Exercise >> I need all of the entries printed exactly.

########

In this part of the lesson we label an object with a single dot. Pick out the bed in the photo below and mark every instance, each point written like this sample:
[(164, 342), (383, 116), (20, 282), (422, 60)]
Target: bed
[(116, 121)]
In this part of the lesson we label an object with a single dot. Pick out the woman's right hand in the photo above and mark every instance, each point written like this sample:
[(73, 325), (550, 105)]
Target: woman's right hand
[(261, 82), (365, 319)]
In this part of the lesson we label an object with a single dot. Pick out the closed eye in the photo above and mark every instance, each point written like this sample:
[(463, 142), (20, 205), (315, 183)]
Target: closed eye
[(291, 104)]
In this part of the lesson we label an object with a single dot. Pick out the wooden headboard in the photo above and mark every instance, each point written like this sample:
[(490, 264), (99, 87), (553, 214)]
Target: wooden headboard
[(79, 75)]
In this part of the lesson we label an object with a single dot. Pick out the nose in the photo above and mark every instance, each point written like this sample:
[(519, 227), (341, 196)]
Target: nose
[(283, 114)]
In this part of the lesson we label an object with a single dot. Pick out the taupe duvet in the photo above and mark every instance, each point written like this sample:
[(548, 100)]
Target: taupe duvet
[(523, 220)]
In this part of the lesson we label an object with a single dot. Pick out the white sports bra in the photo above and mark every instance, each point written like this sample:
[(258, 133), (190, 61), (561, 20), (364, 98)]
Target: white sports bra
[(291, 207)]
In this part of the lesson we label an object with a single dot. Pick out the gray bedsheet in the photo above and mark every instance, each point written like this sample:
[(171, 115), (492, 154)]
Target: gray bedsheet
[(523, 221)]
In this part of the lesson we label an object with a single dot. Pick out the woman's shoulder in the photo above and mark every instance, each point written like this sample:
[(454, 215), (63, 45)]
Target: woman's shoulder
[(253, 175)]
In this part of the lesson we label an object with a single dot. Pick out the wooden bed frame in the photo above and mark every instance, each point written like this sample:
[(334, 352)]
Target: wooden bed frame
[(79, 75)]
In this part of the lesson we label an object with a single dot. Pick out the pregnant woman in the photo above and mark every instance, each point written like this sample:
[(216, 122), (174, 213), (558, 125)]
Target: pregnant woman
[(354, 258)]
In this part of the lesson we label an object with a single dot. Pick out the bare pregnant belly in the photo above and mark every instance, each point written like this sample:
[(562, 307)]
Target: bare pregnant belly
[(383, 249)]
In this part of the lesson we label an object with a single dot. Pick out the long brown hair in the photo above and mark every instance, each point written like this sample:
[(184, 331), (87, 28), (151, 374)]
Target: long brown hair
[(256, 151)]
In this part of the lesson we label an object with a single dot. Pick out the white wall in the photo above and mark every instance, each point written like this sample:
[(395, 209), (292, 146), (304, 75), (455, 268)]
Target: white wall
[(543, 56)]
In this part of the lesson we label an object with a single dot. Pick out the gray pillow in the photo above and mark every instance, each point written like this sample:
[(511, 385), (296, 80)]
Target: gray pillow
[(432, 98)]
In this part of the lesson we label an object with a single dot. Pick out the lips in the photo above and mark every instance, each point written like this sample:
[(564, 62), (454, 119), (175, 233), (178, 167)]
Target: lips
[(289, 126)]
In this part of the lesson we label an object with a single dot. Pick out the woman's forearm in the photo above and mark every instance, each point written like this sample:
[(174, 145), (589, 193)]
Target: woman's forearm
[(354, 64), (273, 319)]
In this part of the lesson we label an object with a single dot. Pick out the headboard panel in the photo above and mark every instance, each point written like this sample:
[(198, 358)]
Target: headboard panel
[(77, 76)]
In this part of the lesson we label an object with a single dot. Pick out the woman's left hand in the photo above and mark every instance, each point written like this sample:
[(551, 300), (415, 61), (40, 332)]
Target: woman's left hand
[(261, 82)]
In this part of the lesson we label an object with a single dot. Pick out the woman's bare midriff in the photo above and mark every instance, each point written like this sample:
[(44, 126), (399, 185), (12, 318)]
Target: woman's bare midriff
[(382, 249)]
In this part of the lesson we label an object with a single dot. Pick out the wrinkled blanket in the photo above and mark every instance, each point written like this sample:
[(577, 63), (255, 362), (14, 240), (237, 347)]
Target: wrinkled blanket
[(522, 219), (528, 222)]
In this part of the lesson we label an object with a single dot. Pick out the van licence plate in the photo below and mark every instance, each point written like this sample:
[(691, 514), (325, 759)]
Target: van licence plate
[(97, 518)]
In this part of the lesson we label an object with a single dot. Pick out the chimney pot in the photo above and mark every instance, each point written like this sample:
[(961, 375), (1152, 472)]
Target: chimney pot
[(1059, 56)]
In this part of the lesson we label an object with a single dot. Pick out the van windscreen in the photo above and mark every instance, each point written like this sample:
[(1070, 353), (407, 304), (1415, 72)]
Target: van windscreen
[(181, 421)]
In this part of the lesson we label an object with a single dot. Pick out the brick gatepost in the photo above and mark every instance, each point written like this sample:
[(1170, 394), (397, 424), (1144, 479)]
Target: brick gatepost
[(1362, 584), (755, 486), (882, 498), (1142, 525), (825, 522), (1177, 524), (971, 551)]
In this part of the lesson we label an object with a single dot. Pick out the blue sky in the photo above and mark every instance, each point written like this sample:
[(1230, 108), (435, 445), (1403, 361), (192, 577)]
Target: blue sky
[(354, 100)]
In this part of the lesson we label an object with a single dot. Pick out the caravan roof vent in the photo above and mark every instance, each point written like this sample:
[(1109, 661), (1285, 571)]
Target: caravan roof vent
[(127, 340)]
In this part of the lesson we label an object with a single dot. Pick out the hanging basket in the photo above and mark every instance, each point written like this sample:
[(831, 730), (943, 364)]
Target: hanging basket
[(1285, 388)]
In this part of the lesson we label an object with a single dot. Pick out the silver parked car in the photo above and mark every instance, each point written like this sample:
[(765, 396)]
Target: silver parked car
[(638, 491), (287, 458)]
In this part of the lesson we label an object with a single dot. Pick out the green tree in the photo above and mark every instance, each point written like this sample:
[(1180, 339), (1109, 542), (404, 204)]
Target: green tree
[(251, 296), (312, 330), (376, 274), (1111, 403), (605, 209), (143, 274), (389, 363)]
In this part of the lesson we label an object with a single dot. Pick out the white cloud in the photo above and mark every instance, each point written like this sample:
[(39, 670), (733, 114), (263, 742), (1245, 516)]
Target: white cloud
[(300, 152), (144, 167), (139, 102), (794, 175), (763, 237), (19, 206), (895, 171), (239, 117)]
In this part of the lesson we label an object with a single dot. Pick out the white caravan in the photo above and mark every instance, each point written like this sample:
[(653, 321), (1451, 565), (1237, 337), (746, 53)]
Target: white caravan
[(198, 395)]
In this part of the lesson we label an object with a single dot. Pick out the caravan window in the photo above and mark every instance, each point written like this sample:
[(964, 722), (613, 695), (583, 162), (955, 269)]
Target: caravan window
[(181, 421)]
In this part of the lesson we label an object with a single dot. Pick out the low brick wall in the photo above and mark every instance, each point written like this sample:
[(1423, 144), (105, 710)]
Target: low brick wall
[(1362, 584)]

########

Written solution >>
In this part of the lesson we label an object with a single dot. Pick out the bed in the photo below and mark every instance, each point written like this sample:
[(164, 342), (383, 116), (20, 282), (422, 60)]
Target: bed
[(116, 121)]
In this part of the lesson we label an object with a single dot. Pick out the woman's right hand in the photo above and mark every instance, each point written like this sample:
[(73, 325), (550, 105)]
Target: woman's right hand
[(261, 82), (365, 319)]
In this part of the lesson we label an object with a single dot. Pick out the closed eye in the photo above and mark every instance, each point written like this sample:
[(463, 142), (20, 205), (315, 183)]
Target: closed eye
[(291, 104)]
In this part of the lesson we label an object with a single dot. Pick out the wooden headboard in the photo above and mark every instance, each point written like this sample:
[(490, 264), (99, 87), (553, 214)]
Target: wooden headboard
[(79, 75)]
In this part of the lesson we label an object with a single dot. Pick out the nose in the photo above and mark every instance, each point written like this sample:
[(519, 227), (341, 196)]
Target: nose
[(283, 114)]
In this part of the lesson we label an object with a single dot. Pick out the taupe duvet in the photo above and mark every instance, each point written like this sample:
[(548, 100)]
Target: taupe duvet
[(523, 220)]
In this part of the lesson we label an object with a single dot. Pick out the white sports bra in the photo above and mark every instance, each point written like this sample:
[(258, 133), (190, 61), (561, 20), (364, 98)]
Target: white sports bra
[(291, 207)]
In this part of the lesson we label an object with a single dot. Pick out the gray bedsheet in the photo above and mark every instance, each point written like this sample:
[(171, 115), (492, 154)]
Target: gray bedsheet
[(523, 221)]
In this part of the lesson we label an object with a single dot. Pick out the woman's shoulder in the photo above and mark every instance, each point written like this sample:
[(454, 215), (63, 45)]
Target: woman's shoulder
[(253, 175)]
In this part of the lesson we label an object with a single dot. Pick out the wooden bed frame in the photo above and mark every instance, each point written like this sample:
[(334, 352)]
Target: wooden bed frame
[(79, 75)]
In this part of the lesson we label an object with a single dot. Pick out the pregnant woman in the photo above and mark every instance, each point written like this sample:
[(216, 122), (174, 213), (558, 125)]
Target: pregnant woman
[(354, 258)]
In this part of the lesson we label an object with a single dot. Pick out the bare pregnant belly in the photo above and mark every instance, each point written like this sample:
[(562, 307)]
Target: bare pregnant belly
[(383, 249)]
In this part of the lesson we label an object with a single dot. Pick out the long brown hair in the photo above and mark every instance, each point written like this sample:
[(184, 331), (87, 28), (151, 374)]
Target: long brown hair
[(256, 151)]
In this part of the lesson we label an object with a single dot. Pick out the white wall in the photo above and mark every instance, each point written like this sample:
[(395, 209), (292, 146), (304, 75), (455, 268)]
Target: white wall
[(543, 56)]
In this part of the lesson we label an object with a single dot. Pick out the gray pillow in the photo above and mark every instance, each point written like this sample:
[(511, 385), (296, 80)]
Target: gray pillow
[(432, 98)]
In this part of the lesson we label an object with a single dot. Pick out the lips in the photo above and mark every instance, each point written like this sample:
[(564, 62), (454, 119), (175, 233), (178, 167)]
Target: lips
[(289, 126)]
In this part of the lesson we label an object with a single dot. Pick out the woman's forearm in the photo above and mark every instance, each point written like this sample:
[(174, 145), (589, 193)]
Target: woman's forearm
[(354, 64), (273, 319)]
In this part of the lesson we label an object with a single dot. Pick out the headboard panel in the photo above and mark every instance, each point written like this sample:
[(198, 358)]
Target: headboard panel
[(77, 76)]
In this part of the lesson we label an object with a single dot. Pick out the woman's left hand in the photo above and mark every instance, each point written like this sample:
[(551, 300), (415, 61), (40, 332)]
Target: woman's left hand
[(261, 82)]
In this part of the lesson we label an object with a single dot. Pick out the woman's bare midriff in the photo above and mark every instance, each point written like this sample:
[(44, 126), (399, 185), (12, 318)]
Target: woman's bare midriff
[(382, 249)]
In this part of the lesson we label an object with a single dot. Pick out the wrinkled blanket in the photo above and mark every instance, each point written like this sample:
[(577, 63), (255, 362), (14, 240), (237, 347)]
Target: wrinkled blanket
[(522, 219), (528, 222)]
In this part of the lesson we label an object with a single dot. Pick out the van licence plate in the photo below and mark every instance, each point written like this sample:
[(691, 514), (325, 759)]
Target: van licence plate
[(97, 518)]
In this part of the lesson we label an object with a single dot. Pick out the chimney pot in the photo above and mark every instance, each point written like this sample:
[(961, 375), (1152, 472)]
Target: chimney pot
[(1059, 56)]
In this part of the lesson we label an object with a single dot. Pick out the van windscreen in the photo above and mark every instance, each point written like this sample:
[(1070, 353), (407, 304), (1415, 72)]
Target: van windscreen
[(181, 421)]
In this part of the lesson we label an object with a single dot. Pick out the brick gatepost in the photo above and mark every instance, each point written like this sample:
[(1170, 394), (397, 424), (1144, 479)]
Target: brick gatepost
[(1362, 584), (755, 486), (882, 498), (1142, 525), (825, 522), (1177, 524), (971, 551)]
In this part of the lesson we label an object with a single dot. Pick out the blue sky in the photo above and mark every instance, each point written like this sample:
[(1230, 108), (435, 445), (1403, 361), (192, 577)]
Target: blue sky
[(354, 100)]
In this part of the lesson we label an object with a single dot. Pick out the caravan roof vent in the photo above and mark every instance, each point written like this sample:
[(1109, 661), (1285, 571)]
Target: caravan roof vent
[(127, 340)]
In this part of the lesson we label an object with a single dot. Pick out the hanging basket in the photo above and mark every instance, each point written like this sample:
[(831, 730), (943, 364)]
Target: hanging basket
[(1285, 388)]
In this part of the lesson we label an object with a single dot. Pick out the silver parked car in the photo above and mark every instance, each point written like this sample:
[(765, 396)]
Target: silver parked car
[(638, 491), (287, 458)]
In this part of the lesson we label an object with a single dot. Pick out the green tree in the photo above and mark every instance, each point written like this sample:
[(1180, 339), (1109, 542), (404, 204)]
Target: green tree
[(251, 296), (312, 330), (376, 274), (1111, 403), (605, 209), (143, 274), (389, 363)]
In this part of the lesson we label an object with a single dot. Pick out the white cloud in the photo above and mark every instance, each point written like this sample:
[(39, 670), (733, 114), (263, 742), (1245, 516)]
Target: white cloud
[(300, 152), (144, 167), (139, 102), (794, 175), (763, 237), (19, 206), (895, 171), (239, 117)]
In this part of the lesson we label an object with a single dot. Pick out the white caravan in the photo above and mark every instance, each point written like this sample:
[(653, 321), (1451, 565), (1237, 337), (746, 53)]
Target: white caravan
[(198, 395)]
In this part of the lesson we label an object with a single dot. Pick out the caravan window in the photo above and mark every instance, each point written like this sample:
[(964, 722), (613, 695), (583, 162), (955, 269)]
Target: caravan window
[(181, 421)]
In this part of the lesson we label an object with a single dot. Pick out the low brick wall in the photo above and mark every instance, each point written like this sample:
[(1423, 144), (105, 710)]
Target: low brick wall
[(1362, 584)]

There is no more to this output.